▸ **Entries shown**:
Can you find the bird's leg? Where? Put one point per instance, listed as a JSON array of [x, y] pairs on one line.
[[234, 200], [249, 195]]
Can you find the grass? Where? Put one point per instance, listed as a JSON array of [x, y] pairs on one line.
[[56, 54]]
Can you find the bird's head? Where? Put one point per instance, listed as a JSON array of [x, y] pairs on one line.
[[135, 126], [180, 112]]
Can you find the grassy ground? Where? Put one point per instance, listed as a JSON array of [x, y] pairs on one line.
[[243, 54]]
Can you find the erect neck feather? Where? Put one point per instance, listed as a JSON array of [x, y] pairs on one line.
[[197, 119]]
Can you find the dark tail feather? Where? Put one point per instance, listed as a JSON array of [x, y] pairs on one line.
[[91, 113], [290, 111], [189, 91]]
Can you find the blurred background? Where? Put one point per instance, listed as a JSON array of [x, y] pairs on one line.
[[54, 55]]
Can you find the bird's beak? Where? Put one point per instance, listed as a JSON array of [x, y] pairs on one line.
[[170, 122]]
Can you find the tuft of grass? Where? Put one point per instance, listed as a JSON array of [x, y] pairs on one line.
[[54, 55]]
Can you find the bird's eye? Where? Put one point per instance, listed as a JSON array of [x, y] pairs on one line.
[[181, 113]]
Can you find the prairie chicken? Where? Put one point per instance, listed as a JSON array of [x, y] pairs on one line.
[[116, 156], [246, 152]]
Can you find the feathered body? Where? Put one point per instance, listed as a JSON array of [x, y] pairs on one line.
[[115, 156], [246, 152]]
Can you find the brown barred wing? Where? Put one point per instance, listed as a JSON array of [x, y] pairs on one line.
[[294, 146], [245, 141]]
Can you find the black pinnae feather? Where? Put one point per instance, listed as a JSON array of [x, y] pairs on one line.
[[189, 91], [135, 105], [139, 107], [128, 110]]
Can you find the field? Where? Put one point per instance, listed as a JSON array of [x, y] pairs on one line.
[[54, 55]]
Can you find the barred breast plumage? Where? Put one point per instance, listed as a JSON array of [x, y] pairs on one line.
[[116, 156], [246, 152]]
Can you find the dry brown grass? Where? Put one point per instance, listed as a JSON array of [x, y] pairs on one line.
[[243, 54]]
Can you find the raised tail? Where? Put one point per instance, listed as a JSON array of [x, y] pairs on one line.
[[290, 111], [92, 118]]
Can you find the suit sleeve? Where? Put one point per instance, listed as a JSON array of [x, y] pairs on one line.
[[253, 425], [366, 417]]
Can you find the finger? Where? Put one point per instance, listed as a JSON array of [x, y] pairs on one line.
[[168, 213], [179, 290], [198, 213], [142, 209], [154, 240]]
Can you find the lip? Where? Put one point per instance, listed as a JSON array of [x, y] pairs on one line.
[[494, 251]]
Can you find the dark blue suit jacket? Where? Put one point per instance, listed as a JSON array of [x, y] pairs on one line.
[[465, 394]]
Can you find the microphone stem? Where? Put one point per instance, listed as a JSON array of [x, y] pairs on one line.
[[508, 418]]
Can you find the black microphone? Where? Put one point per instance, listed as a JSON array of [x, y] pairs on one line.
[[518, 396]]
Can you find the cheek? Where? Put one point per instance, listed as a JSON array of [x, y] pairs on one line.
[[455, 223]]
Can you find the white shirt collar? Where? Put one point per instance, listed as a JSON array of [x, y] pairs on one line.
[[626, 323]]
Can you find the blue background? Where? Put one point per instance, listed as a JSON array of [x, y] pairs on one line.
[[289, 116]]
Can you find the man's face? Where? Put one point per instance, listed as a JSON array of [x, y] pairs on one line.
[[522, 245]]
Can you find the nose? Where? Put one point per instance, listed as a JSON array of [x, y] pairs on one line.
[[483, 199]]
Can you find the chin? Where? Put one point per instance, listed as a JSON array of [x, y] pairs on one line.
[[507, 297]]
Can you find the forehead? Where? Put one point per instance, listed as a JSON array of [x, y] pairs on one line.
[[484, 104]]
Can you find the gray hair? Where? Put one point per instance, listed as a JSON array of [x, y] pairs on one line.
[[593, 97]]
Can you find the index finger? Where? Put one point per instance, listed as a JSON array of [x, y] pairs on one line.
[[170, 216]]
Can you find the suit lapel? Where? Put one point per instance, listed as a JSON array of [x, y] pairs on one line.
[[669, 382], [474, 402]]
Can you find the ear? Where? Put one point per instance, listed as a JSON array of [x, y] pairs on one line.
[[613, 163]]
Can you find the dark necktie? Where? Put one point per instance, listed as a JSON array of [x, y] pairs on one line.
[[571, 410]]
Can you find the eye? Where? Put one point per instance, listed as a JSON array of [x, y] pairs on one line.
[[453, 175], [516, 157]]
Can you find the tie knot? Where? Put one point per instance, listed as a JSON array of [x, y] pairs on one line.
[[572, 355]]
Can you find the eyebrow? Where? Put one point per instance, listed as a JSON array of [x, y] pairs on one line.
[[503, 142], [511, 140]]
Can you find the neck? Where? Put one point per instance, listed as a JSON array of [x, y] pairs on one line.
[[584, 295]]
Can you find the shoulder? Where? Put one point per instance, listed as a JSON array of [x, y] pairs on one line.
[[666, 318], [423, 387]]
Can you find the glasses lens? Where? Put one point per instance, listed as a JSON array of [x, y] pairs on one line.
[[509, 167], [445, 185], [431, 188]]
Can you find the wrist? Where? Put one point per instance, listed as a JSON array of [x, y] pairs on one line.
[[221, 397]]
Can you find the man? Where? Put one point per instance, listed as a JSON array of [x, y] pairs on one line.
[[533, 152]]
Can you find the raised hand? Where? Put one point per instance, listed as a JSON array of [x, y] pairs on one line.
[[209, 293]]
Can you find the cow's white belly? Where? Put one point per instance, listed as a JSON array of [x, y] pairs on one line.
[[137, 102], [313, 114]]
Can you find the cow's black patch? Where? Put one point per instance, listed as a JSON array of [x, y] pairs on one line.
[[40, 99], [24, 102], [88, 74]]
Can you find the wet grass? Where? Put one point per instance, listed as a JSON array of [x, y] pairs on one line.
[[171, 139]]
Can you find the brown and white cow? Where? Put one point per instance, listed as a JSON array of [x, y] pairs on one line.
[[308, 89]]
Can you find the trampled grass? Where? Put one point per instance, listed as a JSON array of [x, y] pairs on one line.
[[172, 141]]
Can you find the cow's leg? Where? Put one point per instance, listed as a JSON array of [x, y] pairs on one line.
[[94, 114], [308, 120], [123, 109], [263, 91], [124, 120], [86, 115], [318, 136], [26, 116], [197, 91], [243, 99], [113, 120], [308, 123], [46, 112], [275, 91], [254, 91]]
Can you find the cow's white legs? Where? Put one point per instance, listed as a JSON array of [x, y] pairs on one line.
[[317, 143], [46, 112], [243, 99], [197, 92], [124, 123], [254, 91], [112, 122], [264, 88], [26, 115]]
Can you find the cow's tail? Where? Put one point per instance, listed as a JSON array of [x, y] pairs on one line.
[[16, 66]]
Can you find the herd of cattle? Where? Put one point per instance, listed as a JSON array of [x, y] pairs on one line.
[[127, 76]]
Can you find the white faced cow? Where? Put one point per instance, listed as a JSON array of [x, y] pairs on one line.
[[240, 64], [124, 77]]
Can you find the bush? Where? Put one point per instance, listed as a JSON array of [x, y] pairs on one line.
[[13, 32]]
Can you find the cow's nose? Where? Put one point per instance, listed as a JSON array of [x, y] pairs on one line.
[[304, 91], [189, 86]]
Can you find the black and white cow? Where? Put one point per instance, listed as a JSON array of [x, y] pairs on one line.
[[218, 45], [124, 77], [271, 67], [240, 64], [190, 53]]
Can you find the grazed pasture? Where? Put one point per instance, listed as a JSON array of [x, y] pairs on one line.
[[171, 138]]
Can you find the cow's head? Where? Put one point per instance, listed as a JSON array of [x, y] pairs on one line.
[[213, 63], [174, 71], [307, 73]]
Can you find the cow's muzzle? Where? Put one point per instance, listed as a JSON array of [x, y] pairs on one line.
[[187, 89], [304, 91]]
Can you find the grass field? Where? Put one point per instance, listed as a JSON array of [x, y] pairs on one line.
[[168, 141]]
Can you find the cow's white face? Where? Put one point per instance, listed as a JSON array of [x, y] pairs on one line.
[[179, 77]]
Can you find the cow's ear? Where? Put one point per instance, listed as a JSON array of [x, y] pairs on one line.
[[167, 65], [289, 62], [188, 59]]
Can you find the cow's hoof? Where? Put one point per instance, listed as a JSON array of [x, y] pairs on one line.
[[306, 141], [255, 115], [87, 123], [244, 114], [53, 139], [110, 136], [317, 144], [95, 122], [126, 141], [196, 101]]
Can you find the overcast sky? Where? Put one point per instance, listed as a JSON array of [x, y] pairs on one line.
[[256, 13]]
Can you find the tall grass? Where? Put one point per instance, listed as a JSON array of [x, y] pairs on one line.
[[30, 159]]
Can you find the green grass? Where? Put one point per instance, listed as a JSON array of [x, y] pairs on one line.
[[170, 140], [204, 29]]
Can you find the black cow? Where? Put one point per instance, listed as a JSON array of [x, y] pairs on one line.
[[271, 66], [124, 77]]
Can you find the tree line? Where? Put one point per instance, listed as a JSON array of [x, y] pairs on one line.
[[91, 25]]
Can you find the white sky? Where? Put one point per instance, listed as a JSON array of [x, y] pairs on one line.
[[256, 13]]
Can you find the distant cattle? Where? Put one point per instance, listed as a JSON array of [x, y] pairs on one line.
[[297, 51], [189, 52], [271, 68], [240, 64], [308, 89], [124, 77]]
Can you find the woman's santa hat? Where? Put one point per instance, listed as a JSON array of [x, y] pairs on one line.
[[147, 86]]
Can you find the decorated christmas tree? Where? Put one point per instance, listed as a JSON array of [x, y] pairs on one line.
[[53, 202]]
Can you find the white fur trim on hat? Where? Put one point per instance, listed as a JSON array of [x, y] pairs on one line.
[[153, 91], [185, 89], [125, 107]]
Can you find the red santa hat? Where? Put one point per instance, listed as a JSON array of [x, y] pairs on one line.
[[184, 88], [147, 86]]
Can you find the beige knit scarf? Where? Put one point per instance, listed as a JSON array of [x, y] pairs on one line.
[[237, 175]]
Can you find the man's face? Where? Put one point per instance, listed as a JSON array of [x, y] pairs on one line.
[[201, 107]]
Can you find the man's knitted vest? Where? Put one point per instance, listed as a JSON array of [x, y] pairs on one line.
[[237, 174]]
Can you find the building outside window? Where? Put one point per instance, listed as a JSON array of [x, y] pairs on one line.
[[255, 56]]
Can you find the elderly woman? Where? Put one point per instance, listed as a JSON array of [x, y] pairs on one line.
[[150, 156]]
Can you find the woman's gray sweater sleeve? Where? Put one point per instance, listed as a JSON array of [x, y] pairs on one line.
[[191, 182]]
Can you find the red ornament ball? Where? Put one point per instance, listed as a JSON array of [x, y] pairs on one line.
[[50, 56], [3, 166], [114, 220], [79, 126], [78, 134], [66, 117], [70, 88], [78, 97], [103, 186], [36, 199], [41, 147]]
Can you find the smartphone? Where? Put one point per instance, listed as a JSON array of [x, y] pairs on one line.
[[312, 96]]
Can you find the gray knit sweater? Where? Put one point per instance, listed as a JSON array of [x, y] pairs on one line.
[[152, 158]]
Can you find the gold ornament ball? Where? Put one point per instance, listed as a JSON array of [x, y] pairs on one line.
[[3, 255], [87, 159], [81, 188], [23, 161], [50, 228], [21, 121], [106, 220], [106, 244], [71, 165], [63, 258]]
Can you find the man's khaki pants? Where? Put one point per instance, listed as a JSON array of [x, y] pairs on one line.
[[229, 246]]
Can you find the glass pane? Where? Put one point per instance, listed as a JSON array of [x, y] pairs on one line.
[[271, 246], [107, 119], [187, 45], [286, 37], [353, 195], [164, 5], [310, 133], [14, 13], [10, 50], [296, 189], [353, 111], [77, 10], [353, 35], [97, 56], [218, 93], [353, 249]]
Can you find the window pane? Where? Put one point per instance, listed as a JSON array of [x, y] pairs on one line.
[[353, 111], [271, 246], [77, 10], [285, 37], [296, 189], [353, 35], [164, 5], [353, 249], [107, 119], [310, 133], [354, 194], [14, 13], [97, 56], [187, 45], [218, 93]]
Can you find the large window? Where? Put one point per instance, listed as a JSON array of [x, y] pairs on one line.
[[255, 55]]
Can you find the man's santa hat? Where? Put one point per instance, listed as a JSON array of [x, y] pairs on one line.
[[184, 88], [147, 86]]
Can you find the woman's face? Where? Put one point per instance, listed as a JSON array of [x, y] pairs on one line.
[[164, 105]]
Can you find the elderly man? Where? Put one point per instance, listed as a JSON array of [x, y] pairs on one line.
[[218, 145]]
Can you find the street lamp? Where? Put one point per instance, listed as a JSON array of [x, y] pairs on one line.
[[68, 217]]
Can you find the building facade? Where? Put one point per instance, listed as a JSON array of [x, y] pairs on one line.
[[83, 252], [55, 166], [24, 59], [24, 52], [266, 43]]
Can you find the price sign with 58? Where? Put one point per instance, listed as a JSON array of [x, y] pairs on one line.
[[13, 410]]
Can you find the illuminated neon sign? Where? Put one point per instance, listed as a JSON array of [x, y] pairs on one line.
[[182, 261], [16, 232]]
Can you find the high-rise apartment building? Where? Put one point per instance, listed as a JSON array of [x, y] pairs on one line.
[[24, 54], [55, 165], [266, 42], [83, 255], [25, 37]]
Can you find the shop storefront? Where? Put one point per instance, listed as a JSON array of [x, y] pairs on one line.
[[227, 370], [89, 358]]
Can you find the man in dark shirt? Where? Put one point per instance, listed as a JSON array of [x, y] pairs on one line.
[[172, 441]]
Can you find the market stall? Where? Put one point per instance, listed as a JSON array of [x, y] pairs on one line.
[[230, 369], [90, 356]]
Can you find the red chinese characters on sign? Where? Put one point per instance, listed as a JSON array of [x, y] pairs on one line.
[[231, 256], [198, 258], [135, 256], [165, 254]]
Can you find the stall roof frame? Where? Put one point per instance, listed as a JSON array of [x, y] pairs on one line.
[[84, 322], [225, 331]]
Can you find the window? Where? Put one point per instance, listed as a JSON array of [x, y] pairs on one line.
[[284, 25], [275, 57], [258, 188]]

▸ **Instruction**: Reproduce without alteration the stretch of the items above, from the line containing "Can you find the tuft" through the line containing "[[115, 156], [246, 152]]", including both of those lines.

▸ **Output of the task**:
Can you find the tuft of grass? Where? Put one point per instance, listed as a JSON array of [x, y] pairs on one line.
[[54, 55]]
Can you find the bird's eye? Where? Put one point per instance, listed as a JSON array of [x, y] pairs on one line.
[[181, 113]]
Can you find the prairie chicken? Where? Put one point per instance, listed as a JSON array of [x, y] pairs on one line.
[[116, 156], [246, 152]]
Can you find the feathered body? Where? Put one point per instance, listed as a JSON array of [x, y] pairs on one line.
[[115, 156], [246, 152]]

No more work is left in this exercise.